--- DIRECTIONS ---
Write out each line of the material exactly as given, and drop the images.

--- RECORDS SUPPLIED ---
Start of Block
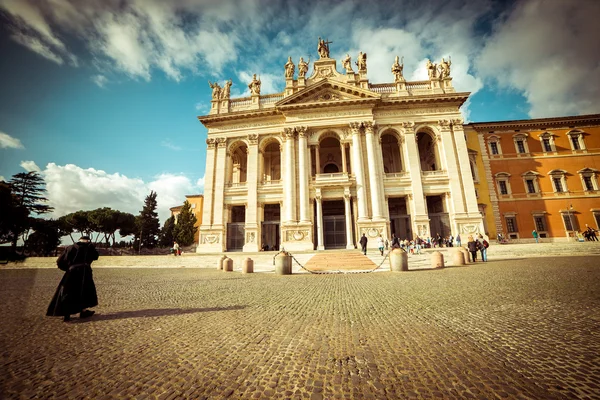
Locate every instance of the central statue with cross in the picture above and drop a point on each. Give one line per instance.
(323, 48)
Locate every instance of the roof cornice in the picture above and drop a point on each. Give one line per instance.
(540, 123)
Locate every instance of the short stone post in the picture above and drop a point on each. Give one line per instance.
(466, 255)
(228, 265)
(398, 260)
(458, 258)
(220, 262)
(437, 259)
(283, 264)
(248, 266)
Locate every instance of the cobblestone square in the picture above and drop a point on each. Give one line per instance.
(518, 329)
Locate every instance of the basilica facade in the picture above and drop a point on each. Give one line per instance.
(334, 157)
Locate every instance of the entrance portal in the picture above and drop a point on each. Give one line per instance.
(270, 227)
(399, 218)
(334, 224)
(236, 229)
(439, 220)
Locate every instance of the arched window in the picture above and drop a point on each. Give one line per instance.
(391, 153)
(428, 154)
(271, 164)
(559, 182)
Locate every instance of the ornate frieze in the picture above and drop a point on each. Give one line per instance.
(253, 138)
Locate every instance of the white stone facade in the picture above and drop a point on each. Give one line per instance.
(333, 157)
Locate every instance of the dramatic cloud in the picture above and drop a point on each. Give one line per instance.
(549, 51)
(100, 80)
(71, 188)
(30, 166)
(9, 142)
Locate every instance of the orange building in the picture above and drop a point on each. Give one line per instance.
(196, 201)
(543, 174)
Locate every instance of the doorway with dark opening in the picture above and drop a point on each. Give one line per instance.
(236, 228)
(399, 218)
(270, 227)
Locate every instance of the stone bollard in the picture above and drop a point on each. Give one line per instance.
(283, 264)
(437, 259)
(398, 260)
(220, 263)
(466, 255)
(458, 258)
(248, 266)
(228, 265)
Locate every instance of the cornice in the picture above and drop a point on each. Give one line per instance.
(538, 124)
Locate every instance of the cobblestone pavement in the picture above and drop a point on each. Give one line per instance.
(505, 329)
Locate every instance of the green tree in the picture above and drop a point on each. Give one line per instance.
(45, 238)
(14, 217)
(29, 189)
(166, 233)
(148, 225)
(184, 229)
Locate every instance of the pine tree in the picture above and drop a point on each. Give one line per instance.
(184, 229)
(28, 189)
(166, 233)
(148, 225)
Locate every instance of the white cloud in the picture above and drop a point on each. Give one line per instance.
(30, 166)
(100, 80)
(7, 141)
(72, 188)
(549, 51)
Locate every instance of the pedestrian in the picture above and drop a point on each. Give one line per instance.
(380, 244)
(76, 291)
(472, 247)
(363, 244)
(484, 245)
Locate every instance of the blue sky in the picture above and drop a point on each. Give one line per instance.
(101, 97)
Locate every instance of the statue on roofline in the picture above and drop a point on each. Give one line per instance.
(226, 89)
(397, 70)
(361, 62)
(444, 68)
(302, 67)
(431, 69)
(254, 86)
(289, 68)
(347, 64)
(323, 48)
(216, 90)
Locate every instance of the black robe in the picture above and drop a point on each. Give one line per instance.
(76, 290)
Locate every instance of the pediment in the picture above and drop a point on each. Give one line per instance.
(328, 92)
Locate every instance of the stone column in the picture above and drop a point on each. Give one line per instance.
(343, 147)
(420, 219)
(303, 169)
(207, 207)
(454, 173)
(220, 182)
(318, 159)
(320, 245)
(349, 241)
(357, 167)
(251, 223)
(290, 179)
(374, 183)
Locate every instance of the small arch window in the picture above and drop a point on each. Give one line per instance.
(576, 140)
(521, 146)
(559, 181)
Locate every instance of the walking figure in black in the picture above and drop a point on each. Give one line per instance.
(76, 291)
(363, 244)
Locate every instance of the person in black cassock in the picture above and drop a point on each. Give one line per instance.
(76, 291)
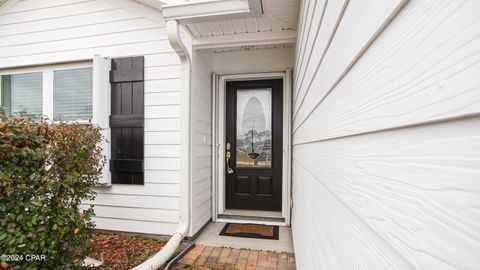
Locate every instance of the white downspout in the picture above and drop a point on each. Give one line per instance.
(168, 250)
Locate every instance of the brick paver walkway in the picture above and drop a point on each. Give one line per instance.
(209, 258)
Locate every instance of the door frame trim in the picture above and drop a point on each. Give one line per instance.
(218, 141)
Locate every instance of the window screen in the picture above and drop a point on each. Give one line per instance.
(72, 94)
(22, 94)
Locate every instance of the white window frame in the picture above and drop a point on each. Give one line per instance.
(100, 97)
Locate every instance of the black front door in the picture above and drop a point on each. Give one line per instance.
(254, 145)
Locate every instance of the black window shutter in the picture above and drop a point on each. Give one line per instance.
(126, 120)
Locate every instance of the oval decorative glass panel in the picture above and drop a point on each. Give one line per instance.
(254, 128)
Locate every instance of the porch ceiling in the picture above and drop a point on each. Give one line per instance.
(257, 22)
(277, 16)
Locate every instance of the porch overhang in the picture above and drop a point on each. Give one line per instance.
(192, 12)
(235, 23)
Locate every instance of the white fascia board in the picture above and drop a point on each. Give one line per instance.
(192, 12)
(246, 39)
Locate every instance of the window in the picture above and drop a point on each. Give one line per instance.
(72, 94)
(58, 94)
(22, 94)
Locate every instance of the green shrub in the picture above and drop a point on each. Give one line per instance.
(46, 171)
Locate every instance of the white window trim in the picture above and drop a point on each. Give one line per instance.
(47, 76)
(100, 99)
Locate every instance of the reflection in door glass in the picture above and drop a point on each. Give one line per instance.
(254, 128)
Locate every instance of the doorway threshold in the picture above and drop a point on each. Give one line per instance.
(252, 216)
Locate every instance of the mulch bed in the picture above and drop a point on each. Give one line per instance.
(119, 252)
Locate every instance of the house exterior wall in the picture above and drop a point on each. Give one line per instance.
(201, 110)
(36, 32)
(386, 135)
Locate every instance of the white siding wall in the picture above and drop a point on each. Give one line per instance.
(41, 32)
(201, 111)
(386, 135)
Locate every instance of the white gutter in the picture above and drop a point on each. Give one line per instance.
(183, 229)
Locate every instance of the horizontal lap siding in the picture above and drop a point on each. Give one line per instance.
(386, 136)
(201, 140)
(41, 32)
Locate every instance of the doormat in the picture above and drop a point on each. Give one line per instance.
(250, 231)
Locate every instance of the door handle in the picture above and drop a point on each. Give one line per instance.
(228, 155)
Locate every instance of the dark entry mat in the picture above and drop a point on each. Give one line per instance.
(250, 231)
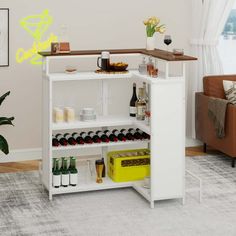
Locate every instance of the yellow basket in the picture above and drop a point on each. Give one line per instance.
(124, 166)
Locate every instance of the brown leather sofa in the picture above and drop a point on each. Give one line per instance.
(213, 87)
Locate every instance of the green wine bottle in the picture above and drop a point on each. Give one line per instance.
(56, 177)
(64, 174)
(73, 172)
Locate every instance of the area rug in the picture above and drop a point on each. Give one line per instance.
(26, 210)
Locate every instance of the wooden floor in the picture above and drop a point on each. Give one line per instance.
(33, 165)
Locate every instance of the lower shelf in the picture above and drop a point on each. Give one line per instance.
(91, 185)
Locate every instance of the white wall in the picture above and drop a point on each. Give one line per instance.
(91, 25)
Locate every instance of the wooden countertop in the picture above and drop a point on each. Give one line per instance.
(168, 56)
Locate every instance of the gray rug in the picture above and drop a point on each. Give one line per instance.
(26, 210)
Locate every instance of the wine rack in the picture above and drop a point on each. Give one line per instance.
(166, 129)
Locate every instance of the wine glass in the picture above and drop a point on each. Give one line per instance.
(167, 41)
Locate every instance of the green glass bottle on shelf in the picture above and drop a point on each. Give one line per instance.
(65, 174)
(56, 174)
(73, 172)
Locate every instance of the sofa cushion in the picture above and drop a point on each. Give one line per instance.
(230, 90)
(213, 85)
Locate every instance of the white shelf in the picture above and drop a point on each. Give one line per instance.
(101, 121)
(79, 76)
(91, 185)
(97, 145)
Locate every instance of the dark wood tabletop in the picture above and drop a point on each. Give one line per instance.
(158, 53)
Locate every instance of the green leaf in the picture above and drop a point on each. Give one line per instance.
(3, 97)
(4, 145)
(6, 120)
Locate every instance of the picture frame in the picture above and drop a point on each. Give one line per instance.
End of Block
--- TASK RESPONSE ---
Locate every instance of the central statue with cross in the picture above and drop a point on each. Give one line per instance.
(323, 48)
Locate every instance of the roof cornice in the picture above and drop a point on each. Give one line per instance.
(540, 123)
Locate every instance of the short stone post in the picture above and drop a point on each. Give one line per instance.
(466, 255)
(228, 265)
(398, 260)
(458, 258)
(220, 262)
(437, 259)
(283, 264)
(248, 266)
Locate every instance of the cobblestone square in the picture above and drop a point on each. Give one line per instance.
(518, 329)
Locate every instance of the basilica facade in the picture above and drop a point on each. Give one line per instance.
(334, 157)
Locate every instance of the entrance portal in the picture above and drop a point on each. Give one line per instance.
(270, 227)
(399, 218)
(334, 224)
(236, 229)
(439, 220)
Locate every instance of the arched window in the picture above and drop a point on each. Give one line per instance.
(391, 153)
(428, 154)
(271, 164)
(559, 182)
Locate every instance of the ornate frieze in the picture above and drop a point on each. Give one line per instance.
(253, 138)
Locate every instance of the white stone facade in the picture above and drop a point on each. Give one line per instance.
(333, 157)
Locate every instance of the dramatic cloud in the picture above and drop a point on each. Give one line per instance.
(549, 51)
(100, 80)
(71, 188)
(30, 166)
(9, 142)
Locate every instance of the orange building in the picture above and drop a point on each. Give one line per instance.
(196, 201)
(543, 174)
Locate every instance of the doorway with dark opening in the picture above and drop a point on each. Give one line per instance.
(236, 228)
(399, 218)
(270, 227)
Locate every instance of the stone bollard in the picture above and drop a point on each. Give one line per instance.
(283, 264)
(437, 259)
(398, 260)
(220, 263)
(466, 255)
(458, 258)
(248, 266)
(228, 265)
Locate every instance of the cornice in the picture above and drop a point on each. Give one line per instance.
(538, 124)
Locate every instance of the cobblestone pavement in the picture above and drop a point on each. Give one line per instance.
(505, 329)
Locate every instance of the green tree in the picture above and drop a point on each. Give one line per instance.
(45, 238)
(14, 217)
(29, 189)
(166, 233)
(148, 225)
(184, 229)
Locate every instance of the pine tree in the picture above and drop a point on each. Give one line per instance.
(184, 229)
(28, 189)
(166, 233)
(148, 225)
Locate every instance of the white cloud in the picture above and drop a point on each. Give one line per instance.
(30, 166)
(100, 80)
(7, 141)
(72, 188)
(549, 51)
Locate every instance of the pedestrian in the picture above and drop a point on each. Give one line per instance.
(380, 244)
(76, 291)
(472, 247)
(363, 244)
(484, 245)
Locate every instance of the blue sky in the picture above and drop a point on each. Give one line per instance.
(101, 97)
Locate every instance of the statue on roofline in the picture above and drop a point on each. Give one line per instance.
(226, 89)
(397, 70)
(361, 62)
(444, 68)
(302, 67)
(431, 69)
(254, 86)
(289, 68)
(347, 64)
(323, 48)
(216, 90)
Locate every instance of the black robe in the picture above and drop a point on each. Give one line per instance.
(76, 290)
Locate every instance of the pediment in the picture above and drop a point on each. Give one line per instance.
(328, 92)
Locate every instance of the stone column in the picture above and drop a point on each. Give one line per instance.
(343, 147)
(420, 219)
(303, 169)
(207, 207)
(454, 173)
(220, 182)
(318, 159)
(320, 245)
(349, 241)
(357, 167)
(251, 223)
(290, 179)
(374, 183)
Locate every instance of the small arch window in the picture above and drop a point on each. Give one line per instance.
(576, 140)
(521, 146)
(559, 181)
Locate every instance of the walking figure in black in the picture above and drop a point on each. Give one line per instance.
(76, 291)
(363, 244)
Locate every instance of the person in black cassock in the picture above and drop a point on each. Give one line per instance.
(76, 291)
Locate every instance of the white downspout in the picture above and drop a point on each. Give one line per instance.
(168, 250)
Locate every instance of the brick paver walkway in the picture above and drop a point on each. Give one line per instance.
(209, 258)
Locate every instance of the door frame trim in the picture above and drop a point on each. Give one line per instance.
(218, 141)
Locate every instance of the window screen in the picture above and drop a point on each. Give one line per instance.
(72, 94)
(22, 94)
Locate every instance of the white window frame in the picture above and drop a point on each. Give one line per instance.
(100, 97)
Locate every instance of the black front door in the picture above and drop a point on each. Give one line per instance.
(254, 145)
Locate every instance of the black window shutter in the picture above and drop a point on each. Give one line per instance.
(126, 120)
Locate every instance of the oval decorative glass panel in the picture above and drop a point on each. Give one line per instance.
(254, 128)
Locate every instance of the porch ceiling in the picture above and drop a point on each. Give one line per instance.
(257, 22)
(277, 16)
Locate every instance of the porch overhang in the picture above and drop a point on each. Give one line per instance.
(192, 12)
(235, 23)
Locate every instance of the white fascia board in the picture above and drop a point on each. Give one line per instance.
(192, 12)
(246, 39)
Locate every instance of the window in the picture above and drop a point on each. Give one line per instance.
(72, 94)
(58, 94)
(22, 94)
Locate every instance of the green shrub in the picture above and drop a point on each. Give one line per instance.
(46, 171)
Locate every instance of the white window trim in the picture above and drop a point on each. Give one line per instance.
(47, 76)
(100, 99)
Locate every instance of the reflection in door glass in the picture above and drop a point on each. Give one line per instance.
(254, 128)
Locate every instance of the doorway threshold in the picture above and drop a point on each. Give one line per instance.
(252, 216)
Locate every instance of the mulch bed in the picture above and drop a point on each. Give one line per instance.
(119, 252)
Locate every instance of the house exterior wall in the picture above and drop a point on each. Give one line per instance.
(201, 110)
(36, 32)
(386, 135)
Locate every instance of the white siding wall in the picture above and drop a point on each. Give one line per instance.
(41, 32)
(201, 111)
(386, 135)
Locate every instance of the white gutter in the picture above and drop a point on each. Give one line per instance.
(183, 229)
Locate every instance of the horizontal lap siding in the picture above and drop a point on each. Give one line per instance.
(386, 136)
(201, 140)
(41, 32)
Locate every instance of the doormat in the picture above and drop a point on each. Give one line per instance.
(250, 231)
Locate every instance of the door handle in the picture above and drop a point on each. Give one line per instance.
(228, 155)
Locate every instance of the dark entry mat in the picture above and drop a point on each. Give one line per instance.
(250, 231)
Locate every instance of the yellow basket in the picture above and drop a point on each. Give one line per instance.
(124, 166)
Locate every instance of the brown leather sofa in the picture above and drop a point on each. Give one line per instance.
(213, 87)
Locate every instance of the green wine bottle in the picture above and drop a point on each. Give one line per instance.
(56, 177)
(64, 174)
(73, 172)
Locate every instance of the area rug in the picture above and drop a point on each. Give one line per instance.
(26, 210)
Locate every instance of the wooden floor in the picture above and drop a point on each. Give one line per instance.
(33, 165)
Locate every instance of the lower shelf in the picture above and drop a point on each. Give one line per instance.
(91, 185)
Locate every instance of the white wall in the picture above and drop a point on each. Give one line per instance.
(91, 25)
Locate every instance of the wooden countertop in the picture above and drop a point on each. Give one line per instance.
(168, 56)
Locate every instance of the gray rug in the picture above and drop a point on each. Give one line per instance.
(26, 210)
Locate every instance of the wine rack in the picture above and drop a point on each. Give one line per instance.
(166, 129)
Locate every instance of the wine glass in the picture above and drop a point on each. Give one line per instance.
(167, 41)
Locate every instance of the green glass bottle on shelf in the picture above and drop a point on each. Give one line per instance.
(65, 174)
(56, 174)
(73, 172)
Locate every instance of the sofa cushion in the picture above and drop a point on each. Give one line per instance.
(230, 90)
(213, 85)
Locate every instance of the white shelf in the picture above and drop a point on each. Give one line per instance.
(101, 121)
(79, 76)
(91, 185)
(97, 145)
Locate every instance of the dark wood tabletop in the picture above and drop a point on each. Give one line per instance.
(158, 53)
Locate every instance of the green leaf in the picture above and drop a point on each. Give one line per instance.
(3, 97)
(4, 145)
(6, 120)
Locate every instance of the picture frame in the picture above and drop a point on each. Give one line per instance.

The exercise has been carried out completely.